**Stored records:**
──────────────────────────────
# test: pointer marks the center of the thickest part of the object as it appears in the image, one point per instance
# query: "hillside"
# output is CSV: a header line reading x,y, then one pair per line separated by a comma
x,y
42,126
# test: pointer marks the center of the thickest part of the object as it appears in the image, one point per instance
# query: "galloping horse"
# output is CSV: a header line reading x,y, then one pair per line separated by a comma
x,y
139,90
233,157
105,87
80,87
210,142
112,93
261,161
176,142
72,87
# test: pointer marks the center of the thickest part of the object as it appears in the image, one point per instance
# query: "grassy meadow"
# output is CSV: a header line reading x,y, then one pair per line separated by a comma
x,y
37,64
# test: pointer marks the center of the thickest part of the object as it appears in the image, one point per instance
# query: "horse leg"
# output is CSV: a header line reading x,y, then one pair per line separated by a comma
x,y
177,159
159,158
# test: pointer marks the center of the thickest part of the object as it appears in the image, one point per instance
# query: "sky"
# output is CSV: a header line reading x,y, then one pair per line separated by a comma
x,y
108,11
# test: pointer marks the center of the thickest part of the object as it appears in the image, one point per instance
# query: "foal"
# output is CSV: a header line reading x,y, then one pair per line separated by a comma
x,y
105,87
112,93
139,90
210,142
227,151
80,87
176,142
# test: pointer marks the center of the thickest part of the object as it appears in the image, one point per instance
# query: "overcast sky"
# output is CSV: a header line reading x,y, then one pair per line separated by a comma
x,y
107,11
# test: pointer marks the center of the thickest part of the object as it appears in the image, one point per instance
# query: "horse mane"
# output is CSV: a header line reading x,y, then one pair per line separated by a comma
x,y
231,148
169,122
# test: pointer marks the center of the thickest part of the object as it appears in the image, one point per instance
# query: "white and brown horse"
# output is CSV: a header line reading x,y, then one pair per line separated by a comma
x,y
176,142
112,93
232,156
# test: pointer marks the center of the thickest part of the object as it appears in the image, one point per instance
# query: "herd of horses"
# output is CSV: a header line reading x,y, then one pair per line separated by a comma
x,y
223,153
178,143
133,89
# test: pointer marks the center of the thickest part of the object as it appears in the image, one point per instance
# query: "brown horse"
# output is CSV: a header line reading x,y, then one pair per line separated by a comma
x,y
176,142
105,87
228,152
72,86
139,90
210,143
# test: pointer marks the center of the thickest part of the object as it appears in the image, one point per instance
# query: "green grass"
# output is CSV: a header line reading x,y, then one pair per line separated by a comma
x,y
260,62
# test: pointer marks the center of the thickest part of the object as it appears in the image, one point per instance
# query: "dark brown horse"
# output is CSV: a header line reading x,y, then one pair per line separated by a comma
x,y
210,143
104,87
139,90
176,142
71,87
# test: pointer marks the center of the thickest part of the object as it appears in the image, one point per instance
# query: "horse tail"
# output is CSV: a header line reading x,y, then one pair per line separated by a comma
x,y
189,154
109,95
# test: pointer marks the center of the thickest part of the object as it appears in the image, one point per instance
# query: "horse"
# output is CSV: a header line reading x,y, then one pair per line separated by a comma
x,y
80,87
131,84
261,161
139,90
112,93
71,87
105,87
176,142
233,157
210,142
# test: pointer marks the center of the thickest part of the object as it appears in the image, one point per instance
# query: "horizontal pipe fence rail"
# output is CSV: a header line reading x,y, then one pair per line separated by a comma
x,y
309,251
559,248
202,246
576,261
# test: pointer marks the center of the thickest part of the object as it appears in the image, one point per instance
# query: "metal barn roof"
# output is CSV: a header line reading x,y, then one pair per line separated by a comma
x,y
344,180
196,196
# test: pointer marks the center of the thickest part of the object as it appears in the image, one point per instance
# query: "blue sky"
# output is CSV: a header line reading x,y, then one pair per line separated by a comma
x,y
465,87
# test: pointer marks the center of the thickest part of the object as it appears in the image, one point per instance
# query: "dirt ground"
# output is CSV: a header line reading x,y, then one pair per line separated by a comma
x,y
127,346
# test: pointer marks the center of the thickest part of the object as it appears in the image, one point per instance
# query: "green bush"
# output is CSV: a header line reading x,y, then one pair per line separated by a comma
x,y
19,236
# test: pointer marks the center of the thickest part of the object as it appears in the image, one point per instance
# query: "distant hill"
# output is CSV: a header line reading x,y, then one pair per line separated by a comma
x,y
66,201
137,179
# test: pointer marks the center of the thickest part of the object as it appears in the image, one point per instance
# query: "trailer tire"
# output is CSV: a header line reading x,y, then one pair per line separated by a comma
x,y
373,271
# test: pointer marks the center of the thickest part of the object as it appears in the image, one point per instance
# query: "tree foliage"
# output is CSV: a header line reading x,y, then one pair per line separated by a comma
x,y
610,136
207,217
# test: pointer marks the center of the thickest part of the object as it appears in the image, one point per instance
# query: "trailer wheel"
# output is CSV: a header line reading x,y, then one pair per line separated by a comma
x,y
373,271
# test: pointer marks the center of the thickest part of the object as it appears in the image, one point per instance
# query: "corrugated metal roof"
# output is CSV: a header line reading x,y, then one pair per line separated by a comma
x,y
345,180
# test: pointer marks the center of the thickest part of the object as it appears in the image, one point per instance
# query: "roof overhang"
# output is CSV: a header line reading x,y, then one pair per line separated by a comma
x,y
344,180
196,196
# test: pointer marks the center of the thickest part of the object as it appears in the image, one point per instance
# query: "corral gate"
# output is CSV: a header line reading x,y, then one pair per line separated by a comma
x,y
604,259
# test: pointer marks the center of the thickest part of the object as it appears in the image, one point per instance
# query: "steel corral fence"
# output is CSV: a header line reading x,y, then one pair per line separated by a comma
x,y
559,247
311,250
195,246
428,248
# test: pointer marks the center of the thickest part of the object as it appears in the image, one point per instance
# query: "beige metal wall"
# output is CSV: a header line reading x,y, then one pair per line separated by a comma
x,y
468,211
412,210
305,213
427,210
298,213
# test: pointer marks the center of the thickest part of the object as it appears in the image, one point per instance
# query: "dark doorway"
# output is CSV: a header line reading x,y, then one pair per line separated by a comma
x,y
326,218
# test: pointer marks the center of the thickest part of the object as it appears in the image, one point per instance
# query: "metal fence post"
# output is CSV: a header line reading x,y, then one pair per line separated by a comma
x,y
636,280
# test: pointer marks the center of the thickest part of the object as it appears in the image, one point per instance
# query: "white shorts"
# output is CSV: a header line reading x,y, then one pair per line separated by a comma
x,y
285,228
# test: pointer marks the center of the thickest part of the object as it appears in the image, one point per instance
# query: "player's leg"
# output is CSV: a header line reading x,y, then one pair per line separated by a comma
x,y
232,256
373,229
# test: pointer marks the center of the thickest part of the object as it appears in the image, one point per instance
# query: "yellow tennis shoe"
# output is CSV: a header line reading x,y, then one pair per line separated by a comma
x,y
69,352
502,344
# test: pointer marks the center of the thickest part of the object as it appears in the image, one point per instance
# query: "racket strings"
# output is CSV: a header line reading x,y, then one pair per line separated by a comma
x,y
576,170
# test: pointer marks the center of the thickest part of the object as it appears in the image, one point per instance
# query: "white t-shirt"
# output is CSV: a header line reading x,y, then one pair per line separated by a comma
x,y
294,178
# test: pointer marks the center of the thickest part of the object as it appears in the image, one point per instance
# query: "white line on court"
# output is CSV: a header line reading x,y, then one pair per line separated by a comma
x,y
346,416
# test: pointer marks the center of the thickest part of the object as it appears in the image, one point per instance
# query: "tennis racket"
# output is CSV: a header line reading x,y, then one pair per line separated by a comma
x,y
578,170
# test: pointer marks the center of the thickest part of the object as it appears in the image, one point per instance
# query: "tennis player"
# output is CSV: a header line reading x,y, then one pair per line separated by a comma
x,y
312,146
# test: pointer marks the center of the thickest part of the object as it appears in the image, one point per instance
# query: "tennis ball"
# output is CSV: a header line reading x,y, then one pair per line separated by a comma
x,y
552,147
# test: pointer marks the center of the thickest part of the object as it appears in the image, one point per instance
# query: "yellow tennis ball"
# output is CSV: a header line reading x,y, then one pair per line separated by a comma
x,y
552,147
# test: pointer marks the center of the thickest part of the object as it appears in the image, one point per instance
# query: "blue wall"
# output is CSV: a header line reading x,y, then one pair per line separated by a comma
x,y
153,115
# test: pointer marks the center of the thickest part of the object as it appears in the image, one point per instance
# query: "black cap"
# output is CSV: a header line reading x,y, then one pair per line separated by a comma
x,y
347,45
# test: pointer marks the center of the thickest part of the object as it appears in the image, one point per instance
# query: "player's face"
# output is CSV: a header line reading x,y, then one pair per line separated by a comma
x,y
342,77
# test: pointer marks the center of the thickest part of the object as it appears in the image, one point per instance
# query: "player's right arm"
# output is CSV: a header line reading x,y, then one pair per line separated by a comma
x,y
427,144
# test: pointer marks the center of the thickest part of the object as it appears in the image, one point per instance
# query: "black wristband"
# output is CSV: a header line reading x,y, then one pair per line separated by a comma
──────────────────────────────
**About this exercise:** Return each line among the entries that holds the word "player".

**Output of the exercise:**
# query: "player's leg"
# query: "tennis player"
# query: "player's face"
# query: "player's right arm"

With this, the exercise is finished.